What to work on:
1 > Decide whether each statement below agrees with the article on Deerhunter, answering yes or no and quoting the words of the article that settle it: (a) Cox gave the interview in a New York hotel. (b) The new record is Deerhunter's seventh studio album. (c) The album runs close to an hour.
2 > Answer these questions from the article on Deerhunter, one per line:
(a) Who wrote the article, and on what date?
(b) On what kind of day, and in which month, did Cox speak?
(c) What is the title of the album?
3 > Continue the article on Deerhunter, starting after its last sentence.

Deerhunter: Postcard From the Slipstream

Justin Joffe on April 4, 2019
Deerhunter: Postcard From the Slipstream

Deerhunter’s Bradford Cox rejects distorted visions of the past—and future.

Bradford Cox feels more privileged than most for one good reason. “If I have one privilege, one elitism that I have over anyone else, it’s that I have no interest in schedules or time—I do what I want to do when I feel like it,” the Deerhunter frontman says on a cold December afternoon, while camped out in New York’s Ace Hotel.

Cox’s decision to live without a schedule reinforces his firm belief that neither the past, nor the future, are of any concern. It’s also why Deerhunter’s eighth studio album, Why Hasn’t Everything Already Disappeared?, is a daring compositional feat firmly rooted in the now. The album clips along to a groove of synthesized sci-fi strings and stream-of-consciousness poetry while managing to explore some heady ideas about time throughout a tight, 37-minute collection of songs that are catchier than they should be. It’s a cinematic mirror reflecting a bleak wasteland, a document of a decaying world that stands outside of time.

Excerpts from a dataset

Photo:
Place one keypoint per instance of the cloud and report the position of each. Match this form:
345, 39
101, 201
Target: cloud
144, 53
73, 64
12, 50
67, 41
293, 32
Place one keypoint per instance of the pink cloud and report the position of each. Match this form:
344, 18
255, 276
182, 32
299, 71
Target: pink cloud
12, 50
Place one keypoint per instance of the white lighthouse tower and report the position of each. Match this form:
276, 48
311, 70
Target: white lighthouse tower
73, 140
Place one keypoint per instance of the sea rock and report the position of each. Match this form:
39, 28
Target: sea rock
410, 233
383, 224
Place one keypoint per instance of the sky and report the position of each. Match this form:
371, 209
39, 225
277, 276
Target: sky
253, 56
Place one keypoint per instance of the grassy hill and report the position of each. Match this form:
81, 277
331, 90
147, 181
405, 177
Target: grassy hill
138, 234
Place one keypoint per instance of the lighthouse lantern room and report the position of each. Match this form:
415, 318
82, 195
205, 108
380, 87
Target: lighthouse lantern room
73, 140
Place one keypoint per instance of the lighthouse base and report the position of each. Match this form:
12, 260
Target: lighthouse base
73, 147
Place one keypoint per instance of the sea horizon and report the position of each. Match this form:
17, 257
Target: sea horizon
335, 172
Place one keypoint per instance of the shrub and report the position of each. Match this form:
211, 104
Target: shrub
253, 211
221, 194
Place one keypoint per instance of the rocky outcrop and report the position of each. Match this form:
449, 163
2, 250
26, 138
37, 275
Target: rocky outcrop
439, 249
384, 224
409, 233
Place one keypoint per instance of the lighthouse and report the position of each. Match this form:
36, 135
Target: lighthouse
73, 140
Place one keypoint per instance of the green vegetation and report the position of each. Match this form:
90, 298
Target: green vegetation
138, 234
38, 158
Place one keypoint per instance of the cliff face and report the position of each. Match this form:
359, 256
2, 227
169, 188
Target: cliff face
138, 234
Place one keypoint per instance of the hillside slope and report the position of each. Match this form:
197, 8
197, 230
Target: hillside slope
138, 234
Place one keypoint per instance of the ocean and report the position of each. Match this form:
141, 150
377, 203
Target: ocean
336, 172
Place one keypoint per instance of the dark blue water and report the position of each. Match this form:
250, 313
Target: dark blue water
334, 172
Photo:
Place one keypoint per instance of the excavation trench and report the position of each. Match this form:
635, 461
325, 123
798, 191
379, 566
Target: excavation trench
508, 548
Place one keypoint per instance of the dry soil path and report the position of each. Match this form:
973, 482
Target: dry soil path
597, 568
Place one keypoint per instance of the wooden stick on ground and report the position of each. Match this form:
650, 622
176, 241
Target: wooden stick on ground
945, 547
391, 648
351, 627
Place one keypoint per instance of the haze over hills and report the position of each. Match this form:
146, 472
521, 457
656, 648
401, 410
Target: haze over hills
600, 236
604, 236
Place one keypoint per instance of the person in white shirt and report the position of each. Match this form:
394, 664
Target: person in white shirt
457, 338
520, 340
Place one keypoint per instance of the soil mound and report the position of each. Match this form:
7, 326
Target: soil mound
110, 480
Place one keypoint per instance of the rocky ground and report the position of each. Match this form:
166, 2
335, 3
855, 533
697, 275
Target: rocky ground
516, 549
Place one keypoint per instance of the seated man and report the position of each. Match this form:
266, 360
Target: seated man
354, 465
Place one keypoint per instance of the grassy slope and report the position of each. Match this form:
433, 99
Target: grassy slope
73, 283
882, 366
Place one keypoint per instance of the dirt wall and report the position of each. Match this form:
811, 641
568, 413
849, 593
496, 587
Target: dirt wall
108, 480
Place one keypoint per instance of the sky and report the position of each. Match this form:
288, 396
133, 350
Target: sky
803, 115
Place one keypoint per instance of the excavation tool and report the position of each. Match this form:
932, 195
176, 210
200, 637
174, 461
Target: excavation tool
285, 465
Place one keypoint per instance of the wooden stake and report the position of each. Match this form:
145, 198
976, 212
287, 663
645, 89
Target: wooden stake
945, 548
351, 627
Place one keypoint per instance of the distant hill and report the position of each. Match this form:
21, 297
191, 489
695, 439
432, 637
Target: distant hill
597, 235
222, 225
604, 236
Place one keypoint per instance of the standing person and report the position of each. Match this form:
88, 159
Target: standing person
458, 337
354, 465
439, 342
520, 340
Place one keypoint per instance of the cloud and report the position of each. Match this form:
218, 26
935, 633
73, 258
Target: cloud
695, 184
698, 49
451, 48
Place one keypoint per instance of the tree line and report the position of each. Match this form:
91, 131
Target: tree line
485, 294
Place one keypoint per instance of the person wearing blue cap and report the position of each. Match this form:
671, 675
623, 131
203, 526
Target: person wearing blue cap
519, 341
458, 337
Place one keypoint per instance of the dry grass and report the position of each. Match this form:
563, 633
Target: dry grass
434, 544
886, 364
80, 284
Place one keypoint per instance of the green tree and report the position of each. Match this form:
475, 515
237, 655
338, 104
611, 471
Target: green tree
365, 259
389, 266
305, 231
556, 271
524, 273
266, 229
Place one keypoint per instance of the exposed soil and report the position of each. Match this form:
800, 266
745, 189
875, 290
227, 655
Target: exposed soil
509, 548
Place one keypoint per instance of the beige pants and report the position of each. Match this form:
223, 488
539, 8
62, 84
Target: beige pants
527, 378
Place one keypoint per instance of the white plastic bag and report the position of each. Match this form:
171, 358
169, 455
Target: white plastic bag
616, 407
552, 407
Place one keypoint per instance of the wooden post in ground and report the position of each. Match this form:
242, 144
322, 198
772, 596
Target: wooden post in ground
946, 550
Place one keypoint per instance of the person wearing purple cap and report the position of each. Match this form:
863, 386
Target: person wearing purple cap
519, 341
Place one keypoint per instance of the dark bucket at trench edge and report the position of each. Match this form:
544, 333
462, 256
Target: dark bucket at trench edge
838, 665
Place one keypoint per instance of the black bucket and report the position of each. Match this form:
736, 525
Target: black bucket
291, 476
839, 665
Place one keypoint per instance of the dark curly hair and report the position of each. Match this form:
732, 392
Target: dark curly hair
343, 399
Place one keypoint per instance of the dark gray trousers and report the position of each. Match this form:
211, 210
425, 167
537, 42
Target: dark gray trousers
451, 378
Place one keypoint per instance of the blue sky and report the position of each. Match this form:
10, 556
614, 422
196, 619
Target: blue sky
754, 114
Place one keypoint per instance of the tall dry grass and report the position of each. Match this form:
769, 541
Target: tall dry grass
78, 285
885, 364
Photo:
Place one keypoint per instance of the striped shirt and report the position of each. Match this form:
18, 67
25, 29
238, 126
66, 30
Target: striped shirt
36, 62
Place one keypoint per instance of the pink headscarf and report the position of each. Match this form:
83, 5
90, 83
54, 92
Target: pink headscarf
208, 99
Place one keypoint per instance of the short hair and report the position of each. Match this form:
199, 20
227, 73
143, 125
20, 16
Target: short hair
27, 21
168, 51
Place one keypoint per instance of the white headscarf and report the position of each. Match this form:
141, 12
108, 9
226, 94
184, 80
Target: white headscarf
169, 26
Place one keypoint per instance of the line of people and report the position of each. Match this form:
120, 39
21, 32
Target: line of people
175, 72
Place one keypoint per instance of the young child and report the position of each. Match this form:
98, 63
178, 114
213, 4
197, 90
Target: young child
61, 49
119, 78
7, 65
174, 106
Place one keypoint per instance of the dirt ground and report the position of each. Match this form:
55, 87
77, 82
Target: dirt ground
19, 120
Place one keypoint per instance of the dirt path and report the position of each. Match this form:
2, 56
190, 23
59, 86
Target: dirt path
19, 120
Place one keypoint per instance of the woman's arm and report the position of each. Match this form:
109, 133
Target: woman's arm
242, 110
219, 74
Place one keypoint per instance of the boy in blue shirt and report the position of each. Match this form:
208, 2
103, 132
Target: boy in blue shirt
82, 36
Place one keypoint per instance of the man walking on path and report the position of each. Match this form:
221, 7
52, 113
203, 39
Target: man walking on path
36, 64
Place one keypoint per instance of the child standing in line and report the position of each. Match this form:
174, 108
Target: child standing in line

Expected responses:
1 >
(a) Yes: "while camped out in New York’s Ace Hotel"
(b) No: "Deerhunter’s eighth studio album"
(c) No: "a tight, 37-minute collection of songs"

2 >
(a) Justin Joffe, on April 4, 2019.
(b) A cold December afternoon.
(c) Why Hasn’t Everything Already Disappeared?

3 >
Cox calls the single “Element” an “elegy for ecology (a landscape done in toxic watercolors)” but refuses to get sentimental during the song, instead singing: “The wind was stained/ Orange clouds laid out for a toxic view/ Of endless time.” He describes album highlight “Futurism” as a postcard from “the slipstream,” a phenomenon he can best explain by referencing the end of the last season of Twin Peaks, when the audience realizes that time is not linear while continuing to grasp at that nonexistent timeline.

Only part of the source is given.